マンスリー・ブリコメンド(2011年9月前半)

9月前半のブリコメンドです(コンセプトはこちら)。今回も公演日程ごと(初日順)に並んでいます。Q


藤原ちから/プルサーマル・フジコ

1977年高知市生まれ。12歳から東京で一人暮らし。肩書きは編集者、フリーランサー。BricolaQ主宰。雑誌「エクス・ポ」、フリーペーパー「路字」、武蔵野美術大学広報誌「mau leaf」などの編集を担当。プルサーマル・フジコ名義で劇評サイト「ワンダーランド」や音楽雑誌「ele-king」に執筆。共編著に『〈建築〉としてのブックガイド』がある。twitter:@pulfujiko

【今回のブリコメンド】
■sons wo:『仏門オペラ』
ポツドール『おしまいのとき』


日夏ユタカ(ひなつ・ゆたか)

東京都出身。日大芸術学部卒。日本で唯一の競馬予想職人を名乗るも、一般的にはフリーライター。80年代小劇場ブームを観客&劇団制作として体感。21世紀になってからふたたび演劇の魅力を再発見した、出戻り組。twitter:@hinatsugurashi

【今回のブリコメンド】
鉄割アルバトロスケット『鉄割あっ!』
·····
問題 →
ブリコメンドの記事のうち、「東京都出身。日大芸術学部卒。」から「鉄割アルバトロスケット『鉄割あっ!』」までのすべてを一字も変えずに返すこと。 この後に続く行は使わなくてよい。
·····
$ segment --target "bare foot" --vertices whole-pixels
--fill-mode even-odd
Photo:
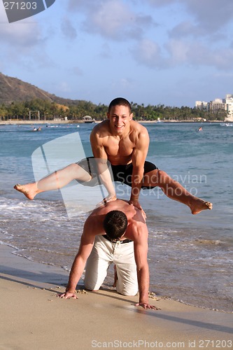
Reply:
[[[190,205],[192,214],[195,215],[198,214],[202,210],[209,209],[211,210],[213,208],[213,204],[210,202],[206,202],[203,200],[198,199],[195,203]]]
[[[17,185],[14,186],[14,188],[15,190],[21,192],[21,193],[23,193],[24,196],[30,200],[34,200],[34,197],[38,193],[35,183],[27,183],[27,185],[20,185],[20,183],[17,183]]]

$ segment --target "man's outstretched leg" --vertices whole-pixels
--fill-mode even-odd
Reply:
[[[38,193],[62,188],[72,180],[87,182],[91,178],[91,176],[84,169],[78,164],[73,163],[50,174],[38,181],[25,185],[17,183],[14,188],[23,193],[29,200],[32,200]]]
[[[212,209],[212,203],[194,196],[162,170],[155,169],[146,174],[143,183],[152,188],[160,187],[167,197],[189,206],[192,214],[197,214],[202,210]]]

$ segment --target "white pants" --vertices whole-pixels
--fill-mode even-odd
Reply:
[[[96,236],[87,259],[85,288],[91,290],[99,289],[112,262],[115,265],[118,274],[117,291],[123,295],[135,295],[138,292],[138,280],[134,242],[112,243],[102,235]]]

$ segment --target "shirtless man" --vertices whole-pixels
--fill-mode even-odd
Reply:
[[[107,117],[94,127],[90,135],[94,157],[101,160],[97,164],[98,172],[108,192],[104,203],[116,198],[110,173],[105,171],[108,160],[114,181],[132,186],[130,203],[139,209],[141,209],[139,202],[141,188],[156,186],[169,198],[189,206],[192,214],[212,209],[211,203],[195,197],[166,172],[146,161],[150,141],[148,133],[145,127],[132,120],[127,100],[121,97],[113,99]],[[15,188],[33,200],[38,193],[61,188],[74,179],[87,183],[94,177],[93,174],[88,172],[90,159],[70,164],[38,182],[15,185]]]
[[[127,202],[116,200],[94,209],[85,223],[66,291],[58,296],[77,299],[76,288],[87,260],[84,284],[92,290],[99,289],[109,264],[114,262],[117,291],[135,295],[139,290],[139,300],[135,306],[156,309],[148,302],[148,237],[143,212]]]

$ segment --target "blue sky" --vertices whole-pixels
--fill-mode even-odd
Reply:
[[[232,0],[56,0],[9,24],[0,71],[95,104],[195,106],[233,94]]]

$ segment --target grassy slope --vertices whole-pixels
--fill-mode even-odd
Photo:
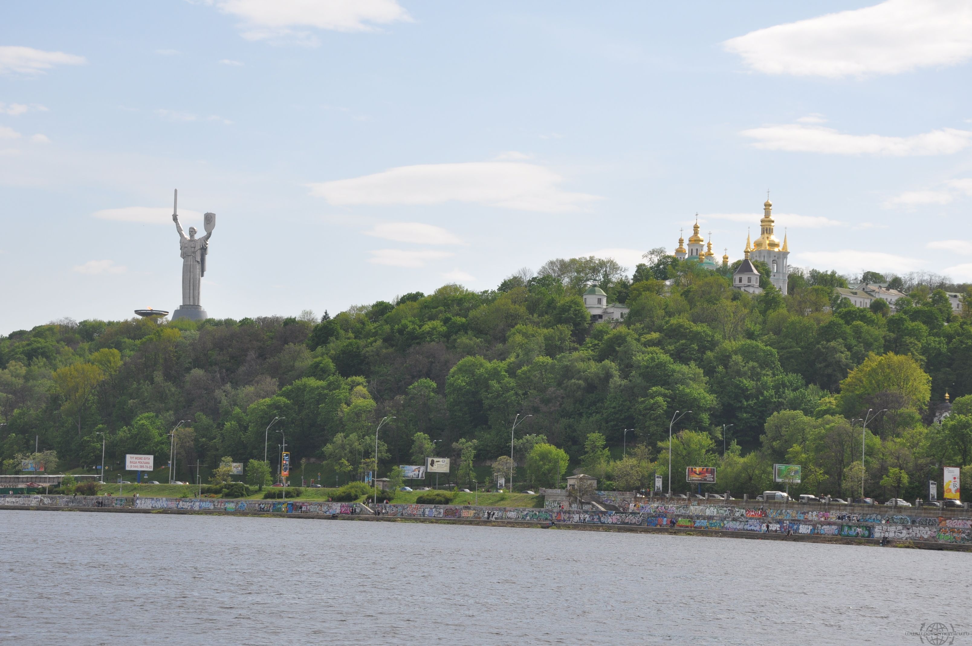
·····
完全な解答 →
東京都出身。日大芸術学部卒。日本で唯一の競馬予想職人を名乗るも、一般的にはフリーライター。80年代小劇場ブームを観客&劇団制作として体感。21世紀になってからふたたび演劇の魅力を再発見した、出戻り組。twitter:@hinatsugurashi

【今回のブリコメンド】
鉄割アルバトロスケット『鉄割あっ!』